## What to produce
Nothing should change. Output the data exactly.

## Raw data
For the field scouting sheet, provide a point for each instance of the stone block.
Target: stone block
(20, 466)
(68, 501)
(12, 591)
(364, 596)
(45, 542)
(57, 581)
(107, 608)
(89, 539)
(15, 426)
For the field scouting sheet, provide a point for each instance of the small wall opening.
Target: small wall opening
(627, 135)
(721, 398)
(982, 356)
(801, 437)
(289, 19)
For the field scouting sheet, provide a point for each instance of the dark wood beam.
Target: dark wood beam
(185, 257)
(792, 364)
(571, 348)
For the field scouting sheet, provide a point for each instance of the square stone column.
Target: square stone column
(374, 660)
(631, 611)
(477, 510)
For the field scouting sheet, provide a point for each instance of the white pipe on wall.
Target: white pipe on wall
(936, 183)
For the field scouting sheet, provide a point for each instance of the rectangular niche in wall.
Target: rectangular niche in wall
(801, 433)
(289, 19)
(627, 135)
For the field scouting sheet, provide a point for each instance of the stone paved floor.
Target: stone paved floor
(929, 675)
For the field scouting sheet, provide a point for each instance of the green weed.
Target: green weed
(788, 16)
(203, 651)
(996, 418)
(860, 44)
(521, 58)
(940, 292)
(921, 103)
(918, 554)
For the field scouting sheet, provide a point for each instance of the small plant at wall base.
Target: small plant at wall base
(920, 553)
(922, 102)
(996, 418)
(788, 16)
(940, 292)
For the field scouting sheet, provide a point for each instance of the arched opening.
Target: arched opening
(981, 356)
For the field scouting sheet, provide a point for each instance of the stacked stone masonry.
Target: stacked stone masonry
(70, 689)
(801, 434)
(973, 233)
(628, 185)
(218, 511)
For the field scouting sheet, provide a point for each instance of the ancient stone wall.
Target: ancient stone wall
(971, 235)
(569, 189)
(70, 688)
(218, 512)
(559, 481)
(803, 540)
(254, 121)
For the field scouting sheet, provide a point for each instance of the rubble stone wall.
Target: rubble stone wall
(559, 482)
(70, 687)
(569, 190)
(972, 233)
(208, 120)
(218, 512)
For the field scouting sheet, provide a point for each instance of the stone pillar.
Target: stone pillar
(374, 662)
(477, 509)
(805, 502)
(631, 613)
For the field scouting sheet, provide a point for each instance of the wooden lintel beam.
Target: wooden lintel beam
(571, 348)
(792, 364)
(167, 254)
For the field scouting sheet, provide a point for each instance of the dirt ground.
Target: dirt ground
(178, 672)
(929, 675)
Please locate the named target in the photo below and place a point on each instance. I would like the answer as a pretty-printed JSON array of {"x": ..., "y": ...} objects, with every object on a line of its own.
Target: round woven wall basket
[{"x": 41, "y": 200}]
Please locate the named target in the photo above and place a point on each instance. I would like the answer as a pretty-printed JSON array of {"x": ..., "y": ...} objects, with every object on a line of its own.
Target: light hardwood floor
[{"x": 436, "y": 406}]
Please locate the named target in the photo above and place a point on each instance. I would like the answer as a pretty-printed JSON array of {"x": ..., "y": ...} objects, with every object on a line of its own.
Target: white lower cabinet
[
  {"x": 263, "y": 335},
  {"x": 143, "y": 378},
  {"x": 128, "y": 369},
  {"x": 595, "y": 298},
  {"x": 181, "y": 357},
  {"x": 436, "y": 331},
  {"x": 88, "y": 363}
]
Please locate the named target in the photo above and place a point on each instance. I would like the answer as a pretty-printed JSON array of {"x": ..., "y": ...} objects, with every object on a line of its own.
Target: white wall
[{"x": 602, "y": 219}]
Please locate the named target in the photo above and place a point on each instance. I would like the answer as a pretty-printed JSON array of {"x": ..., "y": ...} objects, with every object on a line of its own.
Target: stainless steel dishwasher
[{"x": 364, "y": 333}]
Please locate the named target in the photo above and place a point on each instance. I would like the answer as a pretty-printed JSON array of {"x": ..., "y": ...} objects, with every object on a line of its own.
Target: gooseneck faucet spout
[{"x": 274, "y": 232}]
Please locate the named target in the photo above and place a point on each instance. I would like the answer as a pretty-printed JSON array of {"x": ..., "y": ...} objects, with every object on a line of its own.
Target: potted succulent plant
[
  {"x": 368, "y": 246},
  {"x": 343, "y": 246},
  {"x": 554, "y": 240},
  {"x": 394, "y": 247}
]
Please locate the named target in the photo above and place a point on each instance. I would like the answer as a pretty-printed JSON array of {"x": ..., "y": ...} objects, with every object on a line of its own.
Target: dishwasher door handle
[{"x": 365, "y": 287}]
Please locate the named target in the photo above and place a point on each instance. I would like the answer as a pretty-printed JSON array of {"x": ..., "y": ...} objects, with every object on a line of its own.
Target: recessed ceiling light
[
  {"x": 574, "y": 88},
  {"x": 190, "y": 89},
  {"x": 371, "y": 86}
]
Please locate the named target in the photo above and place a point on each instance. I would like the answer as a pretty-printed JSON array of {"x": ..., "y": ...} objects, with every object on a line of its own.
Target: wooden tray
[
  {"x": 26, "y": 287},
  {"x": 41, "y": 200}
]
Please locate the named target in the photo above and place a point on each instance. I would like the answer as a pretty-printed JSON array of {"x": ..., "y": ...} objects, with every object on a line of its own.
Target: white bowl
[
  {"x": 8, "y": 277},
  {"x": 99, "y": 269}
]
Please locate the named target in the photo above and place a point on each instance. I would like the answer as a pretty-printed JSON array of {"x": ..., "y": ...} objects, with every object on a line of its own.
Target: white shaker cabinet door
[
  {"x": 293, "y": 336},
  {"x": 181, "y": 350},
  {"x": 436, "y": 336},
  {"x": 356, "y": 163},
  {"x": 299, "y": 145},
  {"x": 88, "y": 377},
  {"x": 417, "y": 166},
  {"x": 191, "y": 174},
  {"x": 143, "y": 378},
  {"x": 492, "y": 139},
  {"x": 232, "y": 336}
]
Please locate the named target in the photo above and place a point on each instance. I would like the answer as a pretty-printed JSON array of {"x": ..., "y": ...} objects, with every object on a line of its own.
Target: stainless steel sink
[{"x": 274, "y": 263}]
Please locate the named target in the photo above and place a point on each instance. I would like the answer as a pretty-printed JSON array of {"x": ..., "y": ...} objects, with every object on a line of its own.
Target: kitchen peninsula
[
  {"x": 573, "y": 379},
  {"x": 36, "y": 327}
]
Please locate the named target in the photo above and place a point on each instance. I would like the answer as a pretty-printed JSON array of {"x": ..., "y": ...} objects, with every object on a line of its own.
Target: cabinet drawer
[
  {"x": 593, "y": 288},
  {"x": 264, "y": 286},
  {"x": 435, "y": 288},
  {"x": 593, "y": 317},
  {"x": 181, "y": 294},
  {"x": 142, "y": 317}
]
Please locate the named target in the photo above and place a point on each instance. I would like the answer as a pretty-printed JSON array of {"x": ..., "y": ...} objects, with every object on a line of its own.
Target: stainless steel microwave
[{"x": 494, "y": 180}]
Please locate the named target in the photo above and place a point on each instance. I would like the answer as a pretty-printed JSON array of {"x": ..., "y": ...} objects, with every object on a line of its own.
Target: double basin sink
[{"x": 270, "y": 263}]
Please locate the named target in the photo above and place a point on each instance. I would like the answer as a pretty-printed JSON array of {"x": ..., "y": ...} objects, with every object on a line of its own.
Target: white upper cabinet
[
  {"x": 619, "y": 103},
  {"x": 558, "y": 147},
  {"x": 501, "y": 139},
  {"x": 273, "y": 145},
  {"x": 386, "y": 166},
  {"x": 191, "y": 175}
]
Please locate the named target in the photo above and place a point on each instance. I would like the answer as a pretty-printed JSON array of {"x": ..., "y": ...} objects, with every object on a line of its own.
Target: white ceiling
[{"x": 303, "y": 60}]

## Your solution
For the field scouting sheet, provide a point for each instance of the stone block.
Target: stone block
(20, 466)
(68, 501)
(12, 591)
(364, 596)
(45, 542)
(57, 581)
(107, 608)
(89, 539)
(15, 426)
For the field scouting sheet, provide a point for each instance of the small wall opening.
Target: small wall opening
(627, 135)
(721, 398)
(982, 356)
(801, 437)
(289, 19)
For the field scouting sheet, provide a point for each instance of the dark wood beam.
Target: dark wood beam
(185, 257)
(792, 364)
(571, 348)
For the field scouting sheet, provide a point for each instance of the square stone column.
Target: square stone column
(374, 660)
(631, 611)
(477, 510)
For the field scouting sheet, provide a point for each instance of the white pipe on wall.
Target: white pipe on wall
(936, 183)
For the field scouting sheet, provide a point for each instance of the rectangular niche in wall.
Target: rectangular niche in wall
(801, 433)
(289, 19)
(627, 135)
For the field scouting sheet, provide a point for each instance of the stone paved floor.
Target: stone paved floor
(929, 675)
For the field scouting sheet, provide a point for each instance of the green weed.
Target: green weed
(788, 16)
(203, 651)
(996, 418)
(860, 44)
(521, 58)
(940, 292)
(921, 103)
(918, 554)
For the field scouting sheet, provide a point for each instance of the small plant at wall base.
Target: small plant at wall base
(920, 553)
(922, 102)
(996, 418)
(788, 16)
(940, 292)
For the field scouting sheet, provide a point for each instance of the arched opening.
Target: arched opening
(981, 356)
For the field scouting sheet, provide a point for each instance of the stacked stone masonry.
Target: stacked stone masonry
(70, 689)
(801, 434)
(973, 233)
(628, 185)
(218, 511)
For the field scouting sheet, provide a point for each instance of the ancient stone wall.
Target: ancient stone wall
(971, 235)
(569, 189)
(70, 688)
(218, 512)
(559, 481)
(803, 540)
(254, 121)
For the field scouting sheet, provide a point for each instance of the rubble stone wall.
Target: rubble stone wall
(559, 482)
(70, 687)
(569, 190)
(972, 233)
(208, 120)
(218, 512)
For the field scouting sheet, provide a point for each instance of the stone pillar.
Target: stone pillar
(374, 662)
(477, 509)
(805, 502)
(631, 613)
For the field scouting sheet, provide a point for each instance of the wooden lintel beam.
Target: wooden lintel beam
(571, 348)
(792, 364)
(167, 254)
For the field scouting sheet, provide a point for each instance of the dirt ground.
Target: dirt ground
(178, 672)
(929, 675)
Please locate the named target in the photo below and place a point on each instance. I would like the answer as a pretty-printed JSON array of {"x": ..., "y": ...} objects, with every object on a line of its own.
Target: round woven wall basket
[{"x": 41, "y": 200}]
Please locate the named target in the photo above and place a point on each instance. I would like the answer as a pretty-printed JSON array of {"x": ..., "y": ...} objects, with every object on a line of its own.
Target: light hardwood floor
[{"x": 436, "y": 406}]
Please locate the named target in the photo above and place a point on each instance. I would like the answer as a pretty-printed JSON array of {"x": ..., "y": ...} objects, with every object on a line of its own.
Target: white lower cabinet
[
  {"x": 263, "y": 335},
  {"x": 143, "y": 378},
  {"x": 128, "y": 369},
  {"x": 595, "y": 298},
  {"x": 181, "y": 357},
  {"x": 436, "y": 331},
  {"x": 88, "y": 363}
]
Please locate the named target in the photo above and place a point on each instance. I would like the answer as a pretty-printed JSON array of {"x": ..., "y": ...} objects, with every object on a line of its own.
Target: white wall
[{"x": 602, "y": 219}]
Please locate the named target in the photo above and place a point on each instance. I would like the answer as a pretty-printed JSON array of {"x": ..., "y": ...} objects, with every object on a line of its own.
Target: stainless steel dishwasher
[{"x": 364, "y": 333}]
Please locate the named target in the photo above and place a point on each instance. I would like the answer as a pretty-printed JSON array of {"x": ..., "y": ...} objects, with every object on a line of its own.
Target: gooseneck faucet spout
[{"x": 274, "y": 232}]
Please locate the named target in the photo above and place a point on each instance. I would like the answer as a pretty-printed JSON array of {"x": ..., "y": ...} objects, with every object on a line of its own.
Target: potted succulent plant
[
  {"x": 368, "y": 246},
  {"x": 343, "y": 246},
  {"x": 554, "y": 240},
  {"x": 394, "y": 247}
]
Please locate the named target in the photo above and place a point on each instance. I would like the answer as a pretty-printed JSON array of {"x": ..., "y": ...} objects, with every object on a line of its own.
Target: dishwasher door handle
[{"x": 365, "y": 287}]
Please locate the named target in the photo above and place a point on each instance. I would like the answer as a pretty-printed JSON array of {"x": ..., "y": ...} objects, with every object on a line of its own.
Target: recessed ceiling light
[
  {"x": 574, "y": 88},
  {"x": 190, "y": 89},
  {"x": 371, "y": 86}
]
Please locate the named target in the photo above and place a point on each instance. I would like the answer as a pretty-printed JSON array of {"x": ..., "y": ...} objects, with every object on a line of its own.
Target: wooden tray
[
  {"x": 26, "y": 287},
  {"x": 41, "y": 200}
]
Please locate the named target in the photo above and place a point on each instance. I would like the answer as a pretty-printed JSON array of {"x": ..., "y": ...} objects, with every object on a line of its own.
Target: white bowl
[
  {"x": 8, "y": 277},
  {"x": 99, "y": 269}
]
Please locate the named target in the photo above and place a point on each instance. I would like the answer as a pretty-printed JSON array of {"x": ..., "y": ...} objects, with every object on a line of its own.
Target: white shaker cabinet door
[
  {"x": 293, "y": 336},
  {"x": 181, "y": 350},
  {"x": 436, "y": 336},
  {"x": 356, "y": 163},
  {"x": 299, "y": 145},
  {"x": 88, "y": 377},
  {"x": 417, "y": 166},
  {"x": 191, "y": 174},
  {"x": 143, "y": 378},
  {"x": 492, "y": 139},
  {"x": 232, "y": 336}
]
Please locate the named target in the photo above and place a point on each instance. I would like the answer as a pretty-printed JSON array of {"x": ..., "y": ...} objects, with every object on a line of its own.
Target: stainless steel sink
[{"x": 274, "y": 263}]
Please locate the named target in the photo above and place a point on each instance. I would like the answer as a pretty-printed JSON array of {"x": ..., "y": ...} objects, with every object on a line of its own.
Target: kitchen peninsula
[
  {"x": 573, "y": 379},
  {"x": 36, "y": 327}
]
Please locate the named target in the photo above and place a point on each instance. I would like the answer as a pretty-printed JSON array of {"x": ..., "y": ...} objects, with every object on a line of its own.
Target: cabinet drawer
[
  {"x": 593, "y": 288},
  {"x": 264, "y": 286},
  {"x": 435, "y": 288},
  {"x": 593, "y": 317},
  {"x": 181, "y": 294},
  {"x": 142, "y": 317}
]
Please locate the named target in the photo above and place a point on each instance. I would like the answer as a pretty-printed JSON array of {"x": ..., "y": ...} objects, with every object on a line of its own.
Target: stainless steel microwave
[{"x": 494, "y": 180}]
Please locate the named target in the photo above and place a point on each instance. I would like the answer as a pretty-printed JSON array of {"x": ..., "y": ...} objects, with every object on a line of its own.
Target: double basin sink
[{"x": 270, "y": 263}]
Please locate the named target in the photo above and place a point on each instance. I would like the answer as a pretty-printed JSON array of {"x": ..., "y": ...} objects, with every object on a line of its own.
Target: white upper cabinet
[
  {"x": 619, "y": 103},
  {"x": 558, "y": 147},
  {"x": 501, "y": 139},
  {"x": 273, "y": 145},
  {"x": 386, "y": 166},
  {"x": 191, "y": 175}
]
Please locate the named target in the photo above and place a point on each instance. I would like the answer as a pretty-printed JSON array of {"x": ..., "y": ...} objects, with every object on a line of its own.
Target: white ceiling
[{"x": 303, "y": 60}]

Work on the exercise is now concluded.